Stored data entries:
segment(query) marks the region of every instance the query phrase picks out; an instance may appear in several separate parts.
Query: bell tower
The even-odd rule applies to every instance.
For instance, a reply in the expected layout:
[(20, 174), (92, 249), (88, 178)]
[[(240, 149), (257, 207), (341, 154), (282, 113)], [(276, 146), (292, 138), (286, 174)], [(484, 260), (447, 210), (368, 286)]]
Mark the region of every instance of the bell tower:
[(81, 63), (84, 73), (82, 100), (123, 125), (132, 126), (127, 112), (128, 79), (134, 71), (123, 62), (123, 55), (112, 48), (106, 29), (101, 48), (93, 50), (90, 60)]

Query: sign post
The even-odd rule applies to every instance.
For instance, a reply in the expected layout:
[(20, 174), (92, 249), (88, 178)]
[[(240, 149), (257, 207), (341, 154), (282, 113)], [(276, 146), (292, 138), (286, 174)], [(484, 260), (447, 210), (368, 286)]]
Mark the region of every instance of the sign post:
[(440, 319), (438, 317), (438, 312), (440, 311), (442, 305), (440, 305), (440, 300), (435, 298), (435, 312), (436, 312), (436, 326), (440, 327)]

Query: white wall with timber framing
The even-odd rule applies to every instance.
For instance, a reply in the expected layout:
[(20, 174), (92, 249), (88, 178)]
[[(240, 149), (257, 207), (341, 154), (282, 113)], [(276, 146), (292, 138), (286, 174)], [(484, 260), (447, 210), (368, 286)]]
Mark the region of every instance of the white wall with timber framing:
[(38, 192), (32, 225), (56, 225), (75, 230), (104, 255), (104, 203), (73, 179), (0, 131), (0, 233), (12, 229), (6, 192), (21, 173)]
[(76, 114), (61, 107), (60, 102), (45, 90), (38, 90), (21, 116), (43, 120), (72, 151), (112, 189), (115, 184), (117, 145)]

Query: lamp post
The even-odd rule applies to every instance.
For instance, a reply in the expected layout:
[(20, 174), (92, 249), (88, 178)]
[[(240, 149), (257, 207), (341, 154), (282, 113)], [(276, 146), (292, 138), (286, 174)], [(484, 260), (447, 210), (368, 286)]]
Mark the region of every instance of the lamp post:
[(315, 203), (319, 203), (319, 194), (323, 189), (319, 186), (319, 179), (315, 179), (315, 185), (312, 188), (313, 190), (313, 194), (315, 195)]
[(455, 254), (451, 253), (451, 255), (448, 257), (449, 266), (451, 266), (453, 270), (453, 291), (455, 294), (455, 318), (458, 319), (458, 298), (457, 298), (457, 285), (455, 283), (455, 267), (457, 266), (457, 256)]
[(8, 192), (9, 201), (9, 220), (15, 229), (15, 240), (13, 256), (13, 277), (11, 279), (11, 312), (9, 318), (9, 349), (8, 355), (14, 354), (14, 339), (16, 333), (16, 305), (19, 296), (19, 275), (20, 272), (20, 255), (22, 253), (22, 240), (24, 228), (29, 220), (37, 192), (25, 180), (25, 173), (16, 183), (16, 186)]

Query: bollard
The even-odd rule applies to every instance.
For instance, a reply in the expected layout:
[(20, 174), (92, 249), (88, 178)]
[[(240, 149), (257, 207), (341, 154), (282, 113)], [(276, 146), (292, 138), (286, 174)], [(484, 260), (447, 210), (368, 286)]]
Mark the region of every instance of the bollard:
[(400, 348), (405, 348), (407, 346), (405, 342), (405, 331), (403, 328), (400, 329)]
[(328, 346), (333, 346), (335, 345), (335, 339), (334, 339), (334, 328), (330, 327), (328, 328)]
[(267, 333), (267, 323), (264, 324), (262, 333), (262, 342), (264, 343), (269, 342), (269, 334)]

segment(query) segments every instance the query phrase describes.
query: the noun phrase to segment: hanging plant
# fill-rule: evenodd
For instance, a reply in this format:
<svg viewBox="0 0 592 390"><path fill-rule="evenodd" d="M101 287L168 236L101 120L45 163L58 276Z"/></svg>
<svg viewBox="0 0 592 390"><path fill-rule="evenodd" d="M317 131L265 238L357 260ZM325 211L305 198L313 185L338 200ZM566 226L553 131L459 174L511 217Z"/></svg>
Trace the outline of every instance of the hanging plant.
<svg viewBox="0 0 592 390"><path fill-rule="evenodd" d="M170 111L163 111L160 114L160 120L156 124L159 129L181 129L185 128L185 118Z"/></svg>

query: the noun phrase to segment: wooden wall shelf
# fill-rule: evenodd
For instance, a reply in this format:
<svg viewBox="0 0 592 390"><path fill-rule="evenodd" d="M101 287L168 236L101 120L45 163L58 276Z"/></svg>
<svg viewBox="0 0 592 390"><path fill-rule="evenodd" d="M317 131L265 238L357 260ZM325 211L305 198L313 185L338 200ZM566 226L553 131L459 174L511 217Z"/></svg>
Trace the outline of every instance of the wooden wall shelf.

● **EXERCISE INSTRUCTIONS**:
Would you give again, word for word, every line from the one with "query: the noun phrase to segment: wooden" through the final line of the listing above?

● **RESULT**:
query: the noun phrase to segment: wooden wall shelf
# fill-rule: evenodd
For instance, a reply in this format:
<svg viewBox="0 0 592 390"><path fill-rule="evenodd" d="M101 287L168 236L101 120L45 163L58 276Z"/></svg>
<svg viewBox="0 0 592 390"><path fill-rule="evenodd" d="M317 131L265 238L357 260ZM325 211L305 198L313 185L338 200ZM566 226L553 131L459 174L511 217Z"/></svg>
Trace the outline of every instance of the wooden wall shelf.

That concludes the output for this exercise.